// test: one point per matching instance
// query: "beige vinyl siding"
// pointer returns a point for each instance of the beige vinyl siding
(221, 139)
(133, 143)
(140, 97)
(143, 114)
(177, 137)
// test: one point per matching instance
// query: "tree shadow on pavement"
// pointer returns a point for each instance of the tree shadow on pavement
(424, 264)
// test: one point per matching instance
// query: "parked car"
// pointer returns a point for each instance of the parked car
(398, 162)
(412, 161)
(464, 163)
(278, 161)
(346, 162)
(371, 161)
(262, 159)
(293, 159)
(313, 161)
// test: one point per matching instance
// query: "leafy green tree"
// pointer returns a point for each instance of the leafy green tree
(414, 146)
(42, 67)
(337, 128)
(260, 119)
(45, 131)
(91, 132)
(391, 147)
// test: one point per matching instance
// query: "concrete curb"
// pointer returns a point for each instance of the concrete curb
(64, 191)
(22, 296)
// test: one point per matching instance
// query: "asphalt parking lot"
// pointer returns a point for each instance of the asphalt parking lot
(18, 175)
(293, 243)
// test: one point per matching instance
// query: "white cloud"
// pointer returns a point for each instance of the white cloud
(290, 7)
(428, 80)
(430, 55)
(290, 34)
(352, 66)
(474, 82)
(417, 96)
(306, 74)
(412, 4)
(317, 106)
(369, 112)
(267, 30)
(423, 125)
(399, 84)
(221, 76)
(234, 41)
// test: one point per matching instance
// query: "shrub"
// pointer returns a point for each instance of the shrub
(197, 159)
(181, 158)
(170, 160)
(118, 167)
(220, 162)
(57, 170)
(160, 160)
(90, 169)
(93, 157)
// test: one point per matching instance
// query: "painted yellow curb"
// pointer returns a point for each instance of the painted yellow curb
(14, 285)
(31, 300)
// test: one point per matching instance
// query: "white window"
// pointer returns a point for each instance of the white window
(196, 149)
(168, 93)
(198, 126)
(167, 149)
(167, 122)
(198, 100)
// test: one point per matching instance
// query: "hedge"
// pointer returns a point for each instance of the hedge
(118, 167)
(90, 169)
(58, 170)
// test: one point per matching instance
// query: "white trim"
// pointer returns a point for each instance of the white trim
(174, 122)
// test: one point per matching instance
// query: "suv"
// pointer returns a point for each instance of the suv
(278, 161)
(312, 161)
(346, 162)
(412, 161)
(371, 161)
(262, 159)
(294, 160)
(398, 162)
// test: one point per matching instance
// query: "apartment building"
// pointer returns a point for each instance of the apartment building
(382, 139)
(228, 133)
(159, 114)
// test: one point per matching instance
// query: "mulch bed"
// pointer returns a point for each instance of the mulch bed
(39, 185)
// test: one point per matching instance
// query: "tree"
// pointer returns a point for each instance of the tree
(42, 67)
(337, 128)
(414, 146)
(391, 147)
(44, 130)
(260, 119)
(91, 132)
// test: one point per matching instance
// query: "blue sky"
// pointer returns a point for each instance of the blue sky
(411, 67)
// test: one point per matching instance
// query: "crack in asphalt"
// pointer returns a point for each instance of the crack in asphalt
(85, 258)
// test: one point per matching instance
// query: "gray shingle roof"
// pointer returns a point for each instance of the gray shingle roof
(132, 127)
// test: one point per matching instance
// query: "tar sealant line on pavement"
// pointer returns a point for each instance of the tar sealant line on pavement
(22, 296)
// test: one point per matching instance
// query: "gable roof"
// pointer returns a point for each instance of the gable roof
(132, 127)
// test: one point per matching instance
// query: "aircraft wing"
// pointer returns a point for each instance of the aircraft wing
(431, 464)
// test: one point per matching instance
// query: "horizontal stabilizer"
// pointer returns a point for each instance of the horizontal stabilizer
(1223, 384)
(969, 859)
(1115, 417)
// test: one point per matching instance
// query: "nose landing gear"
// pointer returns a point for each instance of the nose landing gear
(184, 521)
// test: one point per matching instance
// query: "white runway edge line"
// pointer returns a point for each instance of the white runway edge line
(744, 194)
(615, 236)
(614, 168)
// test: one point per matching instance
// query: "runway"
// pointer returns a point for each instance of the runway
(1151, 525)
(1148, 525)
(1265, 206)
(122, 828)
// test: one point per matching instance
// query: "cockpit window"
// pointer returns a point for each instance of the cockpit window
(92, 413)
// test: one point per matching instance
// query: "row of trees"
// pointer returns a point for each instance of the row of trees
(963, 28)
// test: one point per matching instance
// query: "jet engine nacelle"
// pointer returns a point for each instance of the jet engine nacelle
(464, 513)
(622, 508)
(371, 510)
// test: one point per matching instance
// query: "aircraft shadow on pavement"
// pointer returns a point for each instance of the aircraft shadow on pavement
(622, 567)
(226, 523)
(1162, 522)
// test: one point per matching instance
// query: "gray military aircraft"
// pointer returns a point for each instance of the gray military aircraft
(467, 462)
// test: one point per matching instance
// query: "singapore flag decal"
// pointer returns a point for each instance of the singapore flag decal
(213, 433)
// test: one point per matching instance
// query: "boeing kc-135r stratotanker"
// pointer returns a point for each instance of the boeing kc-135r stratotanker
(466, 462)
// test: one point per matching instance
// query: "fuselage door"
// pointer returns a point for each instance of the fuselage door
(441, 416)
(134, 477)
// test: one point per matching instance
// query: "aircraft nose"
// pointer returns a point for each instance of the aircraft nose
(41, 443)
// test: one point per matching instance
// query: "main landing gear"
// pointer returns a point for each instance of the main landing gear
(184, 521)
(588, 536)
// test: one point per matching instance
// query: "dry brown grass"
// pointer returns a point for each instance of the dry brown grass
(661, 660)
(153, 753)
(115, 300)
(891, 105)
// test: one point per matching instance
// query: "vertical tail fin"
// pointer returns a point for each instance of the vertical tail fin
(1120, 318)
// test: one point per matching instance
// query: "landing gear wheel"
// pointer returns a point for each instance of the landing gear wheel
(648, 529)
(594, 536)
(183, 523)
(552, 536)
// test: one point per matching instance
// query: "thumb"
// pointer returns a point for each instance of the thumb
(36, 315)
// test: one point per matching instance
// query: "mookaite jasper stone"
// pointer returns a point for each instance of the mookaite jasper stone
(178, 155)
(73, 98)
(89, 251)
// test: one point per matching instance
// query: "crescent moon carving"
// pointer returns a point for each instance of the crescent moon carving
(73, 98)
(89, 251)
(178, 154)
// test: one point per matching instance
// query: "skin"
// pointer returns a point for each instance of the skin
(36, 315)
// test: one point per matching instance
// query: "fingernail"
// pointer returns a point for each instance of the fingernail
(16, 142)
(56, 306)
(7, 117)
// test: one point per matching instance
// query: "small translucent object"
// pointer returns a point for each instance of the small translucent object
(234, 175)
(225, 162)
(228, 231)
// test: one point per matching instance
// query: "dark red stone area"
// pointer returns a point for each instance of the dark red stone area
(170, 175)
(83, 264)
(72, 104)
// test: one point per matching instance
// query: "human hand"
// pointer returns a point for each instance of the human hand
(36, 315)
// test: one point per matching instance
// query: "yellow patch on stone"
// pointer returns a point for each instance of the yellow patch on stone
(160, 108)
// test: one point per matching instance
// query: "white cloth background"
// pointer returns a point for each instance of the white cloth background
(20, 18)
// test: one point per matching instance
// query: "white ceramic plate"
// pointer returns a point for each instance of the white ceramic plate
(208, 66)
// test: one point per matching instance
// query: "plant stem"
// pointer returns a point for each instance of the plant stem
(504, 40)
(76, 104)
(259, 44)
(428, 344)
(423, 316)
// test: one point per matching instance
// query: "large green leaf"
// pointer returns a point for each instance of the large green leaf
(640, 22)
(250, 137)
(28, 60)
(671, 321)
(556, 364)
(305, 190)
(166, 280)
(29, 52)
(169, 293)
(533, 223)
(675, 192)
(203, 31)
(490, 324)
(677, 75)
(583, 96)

+---+

▸ **Required action**: Above are the records; set each one down word for word.

▸ **Result of this task**:
// test: one point per matching instance
// query: "beige vinyl siding"
// pointer returns a point for each instance of the beige vinyl siding
(221, 139)
(133, 143)
(140, 97)
(143, 114)
(177, 137)
// test: one point per matching instance
// query: "tree shadow on pavement"
// pointer returns a point for each instance of the tree shadow on pavement
(424, 264)
// test: one point per matching instance
// query: "parked car"
// pointer returns a point for each instance of the parked car
(398, 162)
(412, 161)
(464, 163)
(278, 161)
(346, 162)
(371, 161)
(262, 159)
(293, 159)
(313, 161)
// test: one point per matching instance
// query: "leafy green tree"
// pointer returns a point for each instance of the leafy green tree
(414, 146)
(42, 67)
(337, 128)
(260, 119)
(45, 131)
(91, 132)
(391, 147)
// test: one point per matching instance
// query: "concrete curb"
// pointer returns a point for each instance of the concrete curb
(64, 191)
(22, 296)
// test: one point per matching instance
// query: "asphalt parking lot"
// pointer returns a point for each instance of the asphalt parking lot
(18, 175)
(293, 243)
// test: one point per matching instance
// query: "white cloud"
// pointer returns a point for each instance of the white cloud
(290, 7)
(428, 80)
(430, 55)
(290, 34)
(352, 66)
(474, 82)
(417, 96)
(306, 74)
(412, 4)
(317, 106)
(369, 112)
(267, 30)
(423, 125)
(399, 84)
(221, 76)
(234, 41)
// test: one point per matching instance
// query: "shrub"
// pointer returns a point for each instance of the shrub
(197, 159)
(181, 158)
(170, 160)
(118, 167)
(220, 162)
(57, 170)
(160, 160)
(90, 169)
(93, 157)
// test: one point per matching instance
// query: "painted yellow curb"
// pointer returns a point for each instance of the painted yellow curb
(14, 285)
(31, 300)
// test: one point per matching instance
// query: "white window"
// pointer returns a point for each instance of the white window
(196, 149)
(168, 93)
(198, 126)
(167, 149)
(167, 122)
(198, 100)
// test: one point per matching instance
// query: "hedge"
// pointer returns a point for each instance of the hedge
(118, 167)
(90, 169)
(58, 170)
// test: one point per matching instance
// query: "white trim"
// pointer returns a point for each instance of the white trim
(174, 122)
// test: one point per matching instance
// query: "suv"
// pointer returns a point for each instance of the suv
(278, 161)
(312, 161)
(346, 162)
(412, 161)
(371, 161)
(262, 159)
(294, 160)
(398, 162)
// test: one point per matching instance
// query: "apartment building"
// pointer returns a point for each instance of the apartment building
(382, 139)
(228, 133)
(159, 114)
// test: one point per matching instance
// query: "mulch bed"
// pointer returns a point for each instance of the mulch bed
(39, 185)
// test: one point per matching instance
// query: "tree"
// pointer returns a point for each instance of the tree
(42, 67)
(337, 128)
(414, 146)
(391, 147)
(44, 130)
(260, 119)
(91, 132)
// test: one point per matching instance
// query: "blue sky"
// pointer returns a point for each instance of the blue sky
(411, 67)
// test: one point per matching instance
// query: "crack in asphalt"
// pointer returns a point for each instance of the crack in asphalt
(85, 258)
// test: one point per matching instance
// query: "gray shingle roof"
// pointer returns a point for each instance of the gray shingle roof
(132, 127)
// test: one point per matching instance
// query: "tar sealant line on pavement"
// pointer returns a point for each instance of the tar sealant line on pavement
(22, 296)
// test: one point per matching instance
// query: "gable roof"
// pointer returns a point for each instance of the gable roof
(132, 127)
// test: one point per matching instance
// query: "aircraft wing"
// pointer returns a point for each instance of the aircraft wing
(431, 464)
// test: one point per matching instance
// query: "horizontal stabilizer"
// pointer returns a point for each instance of the horizontal stabilizer
(1223, 384)
(969, 859)
(1115, 417)
// test: one point per matching instance
// query: "nose landing gear"
// pointer returns a point for each instance of the nose landing gear
(184, 521)
// test: one point per matching instance
// query: "white runway edge line"
// pointer returns a point for each instance of the white runway edge line
(744, 194)
(615, 236)
(614, 168)
// test: one point per matching instance
// query: "runway"
// pointer returns a point for each instance of the runway
(1151, 525)
(1148, 525)
(1265, 206)
(122, 828)
// test: one point per matching instance
// query: "cockpit window"
// pointer returns a point for each instance of the cockpit window
(92, 413)
// test: one point per matching instance
// query: "row of trees"
// pointer returns a point for each instance of the row of trees
(963, 28)
// test: one point per matching instance
// query: "jet engine nacelle"
// pointer returns a point for each instance of the jet engine nacelle
(464, 513)
(622, 508)
(371, 510)
// test: one point per matching instance
// query: "aircraft shadow on pavement"
// pointer returns a point for each instance of the aircraft shadow on pavement
(622, 567)
(226, 523)
(1162, 522)
// test: one point per matching instance
// query: "gray military aircraft"
// pointer returns a point for each instance of the gray military aircraft
(467, 462)
// test: one point per matching instance
// query: "singapore flag decal"
// pointer returns a point for each instance of the singapore flag decal
(213, 433)
// test: one point per matching instance
// query: "boeing kc-135r stratotanker"
// pointer returns a point for each instance of the boeing kc-135r stratotanker
(466, 462)
// test: one point per matching instance
// query: "fuselage door"
// pointer returns a point for each instance of the fuselage door
(441, 416)
(134, 477)
// test: one point per matching instance
// query: "aircraft nose"
// pointer returns a point for each instance of the aircraft nose
(41, 443)
// test: one point per matching instance
// query: "main landing gear"
// pointer returns a point for each instance of the main landing gear
(184, 521)
(588, 536)
// test: one point per matching instance
// query: "dry brown grass"
// pointer returns a point for each instance of the dry brown grass
(661, 660)
(153, 753)
(115, 300)
(891, 105)
// test: one point per matching instance
// query: "vertical tail fin"
// pointer returns a point for each instance of the vertical tail fin
(1120, 318)
// test: one point per matching instance
// query: "landing gear wheel"
// pointer returns a point for each instance of the landing gear wheel
(648, 529)
(594, 536)
(183, 523)
(552, 536)
// test: one point per matching instance
// query: "thumb"
// pointer returns a point for each instance of the thumb
(36, 315)
// test: one point per matching instance
// query: "mookaite jasper stone"
// pointer returns a point for each instance of the mookaite jasper stone
(178, 155)
(73, 98)
(89, 251)
// test: one point per matching instance
// query: "crescent moon carving"
// pointer returns a point for each instance of the crescent moon carving
(73, 98)
(89, 251)
(178, 154)
// test: one point per matching instance
// query: "skin"
// pointer returns a point for each instance of the skin
(36, 315)
// test: one point per matching instance
// query: "fingernail"
// pointer returns a point for each instance of the fingernail
(16, 142)
(56, 306)
(7, 117)
// test: one point per matching instance
// query: "small translucent object"
// pointer returns a point for each instance of the small translucent object
(234, 175)
(225, 162)
(228, 231)
// test: one point per matching instance
// query: "dark red stone area"
// pointer returns a point for each instance of the dark red stone area
(170, 175)
(83, 264)
(72, 104)
// test: one point per matching instance
// query: "human hand"
// pointer returns a point for each instance of the human hand
(36, 315)
// test: one point per matching instance
// query: "yellow patch on stone"
// pointer returns a point for each instance of the yellow patch on stone
(160, 108)
// test: one point per matching instance
// query: "white cloth background"
// pointer returns a point for each instance of the white cloth background
(20, 18)
// test: one point per matching instance
// query: "white ceramic plate"
// pointer returns a point for each instance of the white ceramic plate
(208, 66)
// test: one point per matching instance
// query: "plant stem"
// pointer returns a point for each instance of the plant stem
(504, 40)
(76, 104)
(259, 44)
(428, 344)
(423, 316)
// test: one point per matching instance
// query: "large green leaf"
// pointer returns a point for each instance of the large green leaf
(640, 22)
(250, 137)
(28, 60)
(671, 321)
(556, 364)
(305, 190)
(166, 280)
(29, 52)
(169, 293)
(533, 223)
(675, 192)
(203, 31)
(490, 324)
(677, 75)
(583, 96)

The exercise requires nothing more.